--- begin Exercise data ---

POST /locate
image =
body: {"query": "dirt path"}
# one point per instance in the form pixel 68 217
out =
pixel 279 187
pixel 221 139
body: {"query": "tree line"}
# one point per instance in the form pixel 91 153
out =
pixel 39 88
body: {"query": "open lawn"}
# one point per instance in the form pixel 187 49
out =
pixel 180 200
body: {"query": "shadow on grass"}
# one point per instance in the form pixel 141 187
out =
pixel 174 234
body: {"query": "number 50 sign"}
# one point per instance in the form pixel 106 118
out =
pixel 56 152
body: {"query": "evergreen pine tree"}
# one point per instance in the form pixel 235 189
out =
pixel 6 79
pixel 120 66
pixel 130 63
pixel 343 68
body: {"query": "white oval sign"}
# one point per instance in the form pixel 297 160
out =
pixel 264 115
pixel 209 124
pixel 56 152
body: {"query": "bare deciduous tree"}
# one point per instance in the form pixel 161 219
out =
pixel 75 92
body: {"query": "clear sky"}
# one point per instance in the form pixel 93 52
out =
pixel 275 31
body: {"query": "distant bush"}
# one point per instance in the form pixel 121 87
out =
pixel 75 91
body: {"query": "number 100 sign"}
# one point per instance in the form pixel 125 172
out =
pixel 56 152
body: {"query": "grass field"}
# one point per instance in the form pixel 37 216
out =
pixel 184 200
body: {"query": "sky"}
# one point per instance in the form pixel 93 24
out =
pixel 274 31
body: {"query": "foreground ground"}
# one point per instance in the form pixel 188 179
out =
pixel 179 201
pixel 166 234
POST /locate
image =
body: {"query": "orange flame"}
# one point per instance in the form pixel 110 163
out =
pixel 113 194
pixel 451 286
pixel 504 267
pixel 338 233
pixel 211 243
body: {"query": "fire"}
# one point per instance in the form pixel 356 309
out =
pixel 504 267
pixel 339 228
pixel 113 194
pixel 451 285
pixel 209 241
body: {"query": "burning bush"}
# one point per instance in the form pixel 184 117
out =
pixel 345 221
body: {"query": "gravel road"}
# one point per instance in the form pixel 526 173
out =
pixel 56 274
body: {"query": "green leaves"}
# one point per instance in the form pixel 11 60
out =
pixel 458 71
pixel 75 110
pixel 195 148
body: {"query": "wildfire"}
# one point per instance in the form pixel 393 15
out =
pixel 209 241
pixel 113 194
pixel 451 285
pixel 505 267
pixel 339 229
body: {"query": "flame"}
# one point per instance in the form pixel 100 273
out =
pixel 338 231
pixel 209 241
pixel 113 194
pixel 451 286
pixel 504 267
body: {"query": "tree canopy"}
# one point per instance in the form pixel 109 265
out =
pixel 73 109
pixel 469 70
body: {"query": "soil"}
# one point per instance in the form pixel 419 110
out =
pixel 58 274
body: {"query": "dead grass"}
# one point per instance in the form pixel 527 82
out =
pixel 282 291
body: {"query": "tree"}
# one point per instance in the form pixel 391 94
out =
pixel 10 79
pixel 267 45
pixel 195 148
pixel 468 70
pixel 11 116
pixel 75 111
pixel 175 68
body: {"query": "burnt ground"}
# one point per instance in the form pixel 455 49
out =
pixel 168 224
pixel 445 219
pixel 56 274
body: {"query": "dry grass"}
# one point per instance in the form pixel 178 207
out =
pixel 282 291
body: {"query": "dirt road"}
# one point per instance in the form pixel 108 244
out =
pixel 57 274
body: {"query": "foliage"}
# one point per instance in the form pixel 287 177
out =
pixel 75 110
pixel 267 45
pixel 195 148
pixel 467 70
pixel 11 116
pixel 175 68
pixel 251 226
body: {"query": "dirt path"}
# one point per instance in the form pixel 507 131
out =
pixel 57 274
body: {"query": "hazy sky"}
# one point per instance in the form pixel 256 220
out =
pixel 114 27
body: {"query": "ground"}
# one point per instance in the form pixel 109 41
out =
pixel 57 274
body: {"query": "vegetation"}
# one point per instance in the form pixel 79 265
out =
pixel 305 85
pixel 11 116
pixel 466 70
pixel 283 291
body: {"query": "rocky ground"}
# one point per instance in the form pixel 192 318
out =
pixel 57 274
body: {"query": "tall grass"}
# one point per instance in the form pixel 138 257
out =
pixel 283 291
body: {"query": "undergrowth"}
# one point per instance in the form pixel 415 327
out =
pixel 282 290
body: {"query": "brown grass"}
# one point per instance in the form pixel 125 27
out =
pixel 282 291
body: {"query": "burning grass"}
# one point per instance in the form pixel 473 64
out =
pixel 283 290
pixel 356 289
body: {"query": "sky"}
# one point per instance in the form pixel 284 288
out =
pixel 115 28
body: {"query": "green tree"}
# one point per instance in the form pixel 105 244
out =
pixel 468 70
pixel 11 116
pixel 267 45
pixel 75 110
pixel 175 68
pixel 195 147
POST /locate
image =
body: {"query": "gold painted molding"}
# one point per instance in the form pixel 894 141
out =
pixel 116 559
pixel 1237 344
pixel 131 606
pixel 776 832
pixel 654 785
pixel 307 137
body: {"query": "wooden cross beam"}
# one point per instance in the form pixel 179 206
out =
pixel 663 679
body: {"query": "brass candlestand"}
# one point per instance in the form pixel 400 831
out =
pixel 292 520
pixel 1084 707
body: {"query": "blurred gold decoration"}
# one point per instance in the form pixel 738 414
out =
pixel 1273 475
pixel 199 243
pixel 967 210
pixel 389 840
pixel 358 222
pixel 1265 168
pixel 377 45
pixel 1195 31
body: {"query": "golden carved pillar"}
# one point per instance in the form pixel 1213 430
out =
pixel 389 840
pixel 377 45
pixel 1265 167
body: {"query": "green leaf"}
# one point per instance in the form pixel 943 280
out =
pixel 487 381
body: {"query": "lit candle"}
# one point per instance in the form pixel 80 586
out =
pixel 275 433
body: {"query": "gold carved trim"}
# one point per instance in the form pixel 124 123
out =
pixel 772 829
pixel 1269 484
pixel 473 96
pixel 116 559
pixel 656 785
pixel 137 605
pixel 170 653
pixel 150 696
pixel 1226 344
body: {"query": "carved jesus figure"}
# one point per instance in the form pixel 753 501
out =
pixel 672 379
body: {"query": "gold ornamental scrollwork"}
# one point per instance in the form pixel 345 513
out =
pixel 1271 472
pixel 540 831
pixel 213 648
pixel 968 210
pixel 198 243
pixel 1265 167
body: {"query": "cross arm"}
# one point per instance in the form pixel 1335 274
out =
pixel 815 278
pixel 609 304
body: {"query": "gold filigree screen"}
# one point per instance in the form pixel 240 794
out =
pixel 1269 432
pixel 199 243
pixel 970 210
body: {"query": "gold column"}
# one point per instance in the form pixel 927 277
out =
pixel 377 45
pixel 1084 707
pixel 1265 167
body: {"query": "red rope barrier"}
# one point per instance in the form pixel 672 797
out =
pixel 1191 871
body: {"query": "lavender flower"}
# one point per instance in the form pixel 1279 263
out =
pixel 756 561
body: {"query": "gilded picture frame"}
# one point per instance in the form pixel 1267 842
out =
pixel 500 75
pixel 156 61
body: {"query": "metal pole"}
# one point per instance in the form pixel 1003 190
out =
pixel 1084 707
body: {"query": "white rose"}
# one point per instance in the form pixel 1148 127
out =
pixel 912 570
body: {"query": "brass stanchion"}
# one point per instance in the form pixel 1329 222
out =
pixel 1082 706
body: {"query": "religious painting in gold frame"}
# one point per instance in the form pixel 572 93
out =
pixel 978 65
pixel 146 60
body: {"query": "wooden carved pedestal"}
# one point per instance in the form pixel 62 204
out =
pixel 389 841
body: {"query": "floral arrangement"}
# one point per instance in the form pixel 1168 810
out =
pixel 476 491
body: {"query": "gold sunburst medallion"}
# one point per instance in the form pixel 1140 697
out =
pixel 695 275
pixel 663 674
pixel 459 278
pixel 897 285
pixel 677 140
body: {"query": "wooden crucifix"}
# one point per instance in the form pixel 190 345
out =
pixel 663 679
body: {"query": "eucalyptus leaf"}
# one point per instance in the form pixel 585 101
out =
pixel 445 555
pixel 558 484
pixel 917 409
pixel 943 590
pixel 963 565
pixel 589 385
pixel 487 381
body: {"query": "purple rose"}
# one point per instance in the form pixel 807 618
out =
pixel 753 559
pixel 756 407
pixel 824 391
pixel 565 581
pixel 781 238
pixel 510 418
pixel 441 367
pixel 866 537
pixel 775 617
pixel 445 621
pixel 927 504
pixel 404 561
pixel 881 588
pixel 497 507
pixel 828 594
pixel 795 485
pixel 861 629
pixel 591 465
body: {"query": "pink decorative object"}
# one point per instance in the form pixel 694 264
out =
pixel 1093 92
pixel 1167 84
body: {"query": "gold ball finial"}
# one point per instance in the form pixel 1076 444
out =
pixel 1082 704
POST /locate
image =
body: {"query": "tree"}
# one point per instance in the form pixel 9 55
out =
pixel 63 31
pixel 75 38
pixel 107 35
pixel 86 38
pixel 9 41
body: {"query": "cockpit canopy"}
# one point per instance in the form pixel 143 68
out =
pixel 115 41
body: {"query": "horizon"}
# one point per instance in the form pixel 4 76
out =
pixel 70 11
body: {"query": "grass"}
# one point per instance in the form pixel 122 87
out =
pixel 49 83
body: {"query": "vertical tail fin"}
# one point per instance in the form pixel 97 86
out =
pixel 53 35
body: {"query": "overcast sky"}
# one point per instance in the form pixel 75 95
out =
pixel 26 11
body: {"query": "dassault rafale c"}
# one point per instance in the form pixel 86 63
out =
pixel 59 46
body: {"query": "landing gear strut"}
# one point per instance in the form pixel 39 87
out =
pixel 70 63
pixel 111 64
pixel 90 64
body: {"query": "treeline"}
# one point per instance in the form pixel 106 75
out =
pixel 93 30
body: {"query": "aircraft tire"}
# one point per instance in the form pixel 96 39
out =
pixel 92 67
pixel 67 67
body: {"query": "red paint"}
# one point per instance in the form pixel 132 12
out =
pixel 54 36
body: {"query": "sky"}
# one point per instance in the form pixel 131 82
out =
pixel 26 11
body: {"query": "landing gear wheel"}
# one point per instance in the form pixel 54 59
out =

--- end Exercise data ---

* _What to produce_
Tally the lines of the records that contain the string "bush" and give only that number.

* _Result for this exercise_
2